--- Task material Enclosed Below ---
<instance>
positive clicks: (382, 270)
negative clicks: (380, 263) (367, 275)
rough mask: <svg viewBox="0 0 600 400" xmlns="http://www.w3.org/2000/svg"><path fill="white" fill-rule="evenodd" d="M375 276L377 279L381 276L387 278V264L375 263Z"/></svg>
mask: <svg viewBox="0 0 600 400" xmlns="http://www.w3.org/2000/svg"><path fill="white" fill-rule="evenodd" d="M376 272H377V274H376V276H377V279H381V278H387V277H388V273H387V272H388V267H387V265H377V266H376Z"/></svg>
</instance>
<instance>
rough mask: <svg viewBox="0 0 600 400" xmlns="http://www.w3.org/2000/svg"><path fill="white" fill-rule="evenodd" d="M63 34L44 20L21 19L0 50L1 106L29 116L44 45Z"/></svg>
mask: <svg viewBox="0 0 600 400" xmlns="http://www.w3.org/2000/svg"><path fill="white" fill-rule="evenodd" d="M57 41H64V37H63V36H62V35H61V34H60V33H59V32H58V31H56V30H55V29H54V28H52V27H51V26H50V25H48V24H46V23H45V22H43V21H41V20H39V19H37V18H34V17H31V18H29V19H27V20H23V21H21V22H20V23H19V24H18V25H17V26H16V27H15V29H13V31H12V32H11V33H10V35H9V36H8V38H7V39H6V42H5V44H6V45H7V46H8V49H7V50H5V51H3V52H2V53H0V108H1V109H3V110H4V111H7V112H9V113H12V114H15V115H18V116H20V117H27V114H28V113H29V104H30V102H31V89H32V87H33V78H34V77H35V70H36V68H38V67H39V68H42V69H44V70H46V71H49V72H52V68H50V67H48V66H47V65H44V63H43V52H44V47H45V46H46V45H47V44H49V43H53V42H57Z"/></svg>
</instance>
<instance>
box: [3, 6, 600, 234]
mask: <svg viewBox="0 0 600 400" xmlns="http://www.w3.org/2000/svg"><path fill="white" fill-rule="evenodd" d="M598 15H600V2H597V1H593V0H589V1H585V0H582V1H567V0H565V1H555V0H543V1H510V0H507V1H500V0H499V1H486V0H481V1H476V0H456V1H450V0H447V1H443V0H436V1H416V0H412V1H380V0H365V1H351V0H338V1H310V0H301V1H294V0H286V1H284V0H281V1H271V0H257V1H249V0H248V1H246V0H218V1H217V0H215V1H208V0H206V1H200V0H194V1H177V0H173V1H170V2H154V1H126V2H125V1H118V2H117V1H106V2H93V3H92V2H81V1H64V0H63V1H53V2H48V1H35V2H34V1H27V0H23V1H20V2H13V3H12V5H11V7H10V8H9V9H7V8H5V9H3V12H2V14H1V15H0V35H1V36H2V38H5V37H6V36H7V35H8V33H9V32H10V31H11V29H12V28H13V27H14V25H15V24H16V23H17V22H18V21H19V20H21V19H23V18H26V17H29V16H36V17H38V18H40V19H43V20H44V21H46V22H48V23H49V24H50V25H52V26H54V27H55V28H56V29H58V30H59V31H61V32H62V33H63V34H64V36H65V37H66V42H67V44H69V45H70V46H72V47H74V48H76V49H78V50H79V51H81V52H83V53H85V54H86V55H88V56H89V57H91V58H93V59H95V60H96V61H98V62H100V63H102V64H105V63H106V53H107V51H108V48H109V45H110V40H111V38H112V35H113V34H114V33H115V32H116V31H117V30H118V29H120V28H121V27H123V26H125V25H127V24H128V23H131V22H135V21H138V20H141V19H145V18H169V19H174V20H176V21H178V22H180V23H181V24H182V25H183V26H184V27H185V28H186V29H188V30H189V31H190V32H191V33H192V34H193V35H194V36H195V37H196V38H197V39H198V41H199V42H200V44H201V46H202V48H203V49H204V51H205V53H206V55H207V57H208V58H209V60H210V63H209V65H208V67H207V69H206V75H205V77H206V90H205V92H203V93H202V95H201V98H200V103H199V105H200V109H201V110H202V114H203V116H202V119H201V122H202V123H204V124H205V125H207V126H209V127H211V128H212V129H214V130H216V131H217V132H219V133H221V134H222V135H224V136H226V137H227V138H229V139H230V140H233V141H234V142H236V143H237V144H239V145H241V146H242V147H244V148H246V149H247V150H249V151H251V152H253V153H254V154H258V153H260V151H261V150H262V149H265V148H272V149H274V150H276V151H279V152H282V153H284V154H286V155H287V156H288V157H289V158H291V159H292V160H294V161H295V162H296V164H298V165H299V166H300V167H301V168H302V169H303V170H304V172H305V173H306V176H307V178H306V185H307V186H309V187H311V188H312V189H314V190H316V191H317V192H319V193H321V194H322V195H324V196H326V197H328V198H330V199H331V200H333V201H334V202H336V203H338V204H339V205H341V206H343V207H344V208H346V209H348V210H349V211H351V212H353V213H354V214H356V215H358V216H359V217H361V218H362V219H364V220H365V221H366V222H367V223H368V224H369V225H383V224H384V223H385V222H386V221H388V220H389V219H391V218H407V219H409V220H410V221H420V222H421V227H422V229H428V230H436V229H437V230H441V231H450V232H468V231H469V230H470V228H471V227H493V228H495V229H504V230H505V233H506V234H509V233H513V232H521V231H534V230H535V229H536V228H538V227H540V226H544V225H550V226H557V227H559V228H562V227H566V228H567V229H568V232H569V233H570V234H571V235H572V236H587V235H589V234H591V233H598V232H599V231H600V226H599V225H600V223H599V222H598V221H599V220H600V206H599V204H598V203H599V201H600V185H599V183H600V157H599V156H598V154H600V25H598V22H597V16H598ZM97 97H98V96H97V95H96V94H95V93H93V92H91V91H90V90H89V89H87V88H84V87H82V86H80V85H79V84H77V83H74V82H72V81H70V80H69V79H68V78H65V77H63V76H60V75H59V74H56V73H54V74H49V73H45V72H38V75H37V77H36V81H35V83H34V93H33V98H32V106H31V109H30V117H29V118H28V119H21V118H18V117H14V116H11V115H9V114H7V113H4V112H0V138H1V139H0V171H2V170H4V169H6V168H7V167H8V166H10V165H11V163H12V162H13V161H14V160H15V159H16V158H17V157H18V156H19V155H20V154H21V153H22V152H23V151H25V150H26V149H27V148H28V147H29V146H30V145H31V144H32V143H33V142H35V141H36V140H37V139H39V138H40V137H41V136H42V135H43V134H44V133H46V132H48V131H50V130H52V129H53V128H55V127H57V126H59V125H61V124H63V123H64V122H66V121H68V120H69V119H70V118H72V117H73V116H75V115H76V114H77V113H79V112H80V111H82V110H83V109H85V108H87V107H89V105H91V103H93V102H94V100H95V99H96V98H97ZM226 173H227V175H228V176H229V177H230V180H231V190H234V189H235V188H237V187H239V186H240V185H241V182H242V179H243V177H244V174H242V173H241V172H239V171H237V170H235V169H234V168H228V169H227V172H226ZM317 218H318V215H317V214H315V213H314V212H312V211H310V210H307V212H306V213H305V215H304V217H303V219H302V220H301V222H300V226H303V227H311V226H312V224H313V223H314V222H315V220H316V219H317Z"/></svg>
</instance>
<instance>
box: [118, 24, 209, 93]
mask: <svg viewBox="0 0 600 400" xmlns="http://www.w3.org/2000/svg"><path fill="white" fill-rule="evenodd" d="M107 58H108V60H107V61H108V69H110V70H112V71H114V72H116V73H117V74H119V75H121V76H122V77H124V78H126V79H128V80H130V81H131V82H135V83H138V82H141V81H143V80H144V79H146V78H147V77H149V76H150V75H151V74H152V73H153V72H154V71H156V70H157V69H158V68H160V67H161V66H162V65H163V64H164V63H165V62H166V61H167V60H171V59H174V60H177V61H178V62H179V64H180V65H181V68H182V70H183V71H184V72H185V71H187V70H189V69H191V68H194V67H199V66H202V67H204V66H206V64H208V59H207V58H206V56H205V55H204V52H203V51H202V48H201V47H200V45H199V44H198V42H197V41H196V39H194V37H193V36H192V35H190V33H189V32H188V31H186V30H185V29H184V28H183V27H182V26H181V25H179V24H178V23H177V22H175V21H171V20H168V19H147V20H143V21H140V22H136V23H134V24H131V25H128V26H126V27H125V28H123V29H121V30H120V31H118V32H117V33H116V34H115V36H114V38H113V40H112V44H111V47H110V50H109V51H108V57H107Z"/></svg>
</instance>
--- End of Enclosed Task material ---
• **Task directions**
Copy the records word for word, everything from the very start down to and including the line that contains "box: [3, 6, 600, 234]".

• **Exercise answer**
<instance>
positive clicks: (382, 270)
negative clicks: (380, 263) (367, 275)
rough mask: <svg viewBox="0 0 600 400" xmlns="http://www.w3.org/2000/svg"><path fill="white" fill-rule="evenodd" d="M375 276L377 279L381 276L387 278V264L375 263Z"/></svg>
mask: <svg viewBox="0 0 600 400" xmlns="http://www.w3.org/2000/svg"><path fill="white" fill-rule="evenodd" d="M376 272H377V274H376V276H377V279H381V278H387V277H388V273H387V272H388V267H387V265H377V266H376Z"/></svg>
</instance>
<instance>
rough mask: <svg viewBox="0 0 600 400" xmlns="http://www.w3.org/2000/svg"><path fill="white" fill-rule="evenodd" d="M63 34L44 20L21 19L0 50L1 106L29 116L44 45Z"/></svg>
mask: <svg viewBox="0 0 600 400" xmlns="http://www.w3.org/2000/svg"><path fill="white" fill-rule="evenodd" d="M57 41H64V37H63V36H62V35H61V34H60V33H59V32H58V31H56V30H55V29H54V28H52V27H51V26H50V25H48V24H46V23H45V22H43V21H41V20H39V19H37V18H34V17H31V18H29V19H27V20H23V21H21V22H20V23H19V24H18V25H17V26H16V27H15V29H13V31H12V32H11V33H10V35H9V36H8V38H7V39H6V42H5V44H6V45H7V46H8V49H7V50H5V51H3V52H2V53H0V108H1V109H3V110H4V111H7V112H9V113H12V114H15V115H18V116H20V117H27V114H28V113H29V104H30V102H31V89H32V87H33V78H34V77H35V70H36V68H38V67H39V68H42V69H44V70H46V71H49V72H52V68H50V67H48V66H47V65H44V63H43V52H44V47H45V46H46V45H47V44H49V43H53V42H57Z"/></svg>
</instance>
<instance>
box: [3, 6, 600, 234]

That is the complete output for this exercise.